Given exercise 1 => In the Doctor Who extract below, shorten the paragraph that begins "Certainly, the high-ups at the BBC" into a brief list that keeps its main facts.
Given exercise 2 => Using the Doctor Who extract below, decide whether each statement agrees with it, answering yes or no and quoting the deciding words: (a) Andrew Cartmel became script editor at the same time Sylvester McCoy's Doctor arrived; (b) The Happiness Patrol was broadcast in 1985; (c) Graeme Curry says he set out to write a satire on Margaret Thatcher.

Extract to read =>
────

Thinking back to the 1980s, one might have two immediate reactions: of things being gaudy, which Doctor Who certainly was, and of certain people having lots of money, which Doctor Who certainly didn’t.

With a new lead actor, Doctor Who began the decade in relatively rude health. Peter Davison’s more youthful, enthusiastic version of the Doctor revitalised the show to an extent, and, while the lack of money was becoming increasingly apparent, the show still continued to trade in big ideas. But for some, it was still not enough.

“By the time the 1980s came along, people were used to a faster pace, they were used to more complex characters, and I think there was a simplicity about the way that Doctor Who was doing things that was maybe making it look increasingly out-of-step.”

Richard Marson, writer and fan

Certainly, the high-ups at the BBC seemed to think so, and by the time Colin Baker arrived in 1985, it had faced one attempt at a cancellation. It didn’t help that Baker’s more abrasive Doctor was meeting a decidedly mixed reaction from fans. Indeed, Russell T. Davies has since branded Baker’s famously lurid costume as “one of the single worst decisions in television history”. The show was at least reflecting the decade’s hindsight reputation as being one of bad fashion.

However, it was still not beneath taking a biting topical slant at times. For the show’s final three years, new script editor Andrew Cartmel arrived with Sylvester McCoy’s Doctor. Together they made perhaps the most overtly political stories in the show’s history – and perhaps one of its most misunderstood. 1988’s The Happiness Patrol is certainly lurid, and revels in camp. As the Doctor and his companion, Ace, arrive on the planet Alpha Centauri, they meet a society where melancholy is outlawed. They come face-to-face with a monster made of glucose called The Kandyman, as well as the planet’s fanatical leader. Helen A, played by Sheila Hancock in a red fright wig, would punish those who resisted her enforced happiness by death. The character was widely believed to have been modelled on Margaret Thatcher.

According to Graeme Curry who wrote the story: “I won’t deny that Margaret Thatcher was probably at the back of my mind when I was writing Helen A, but I wasn’t trying to write a satire on Margaret Thatcher dressed up as a Doctor Who story, I was trying to write a Doctor Who story with a credible and interesting villain… Although it would be ridiculous of me to say the whole thing was completely co-incidental, I think Shelia Hancock obviously played it as a Margaret Thatcher figure.”

────

Dataset excerpt =>

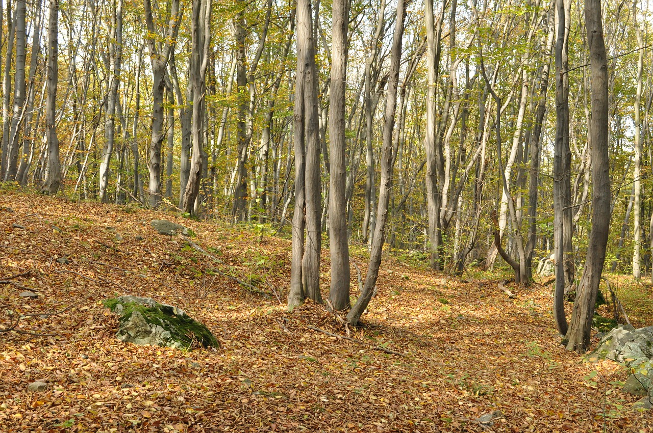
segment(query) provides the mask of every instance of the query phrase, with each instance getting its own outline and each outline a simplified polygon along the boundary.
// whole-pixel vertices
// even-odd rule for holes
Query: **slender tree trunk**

────

Written reply 1 =>
- BBC management appeared to agree that the show looked out of step, and by Colin Baker's arrival in 1985 it had faced one cancellation attempt.
- Baker's more abrasive Doctor met a mixed reaction from fans.
- Russell T. Davies later called Baker's lurid costume "one of the single worst decisions in television history".
- The show reflected the decade's hindsight reputation for bad fashion.

Written reply 2 =>
(a) Yes: "new script editor Andrew Cartmel arrived with Sylvester McCoy’s Doctor"
(b) No: "1988’s The Happiness Patrol"
(c) No: "I wasn’t trying to write a satire on Margaret Thatcher dressed up as a Doctor Who story"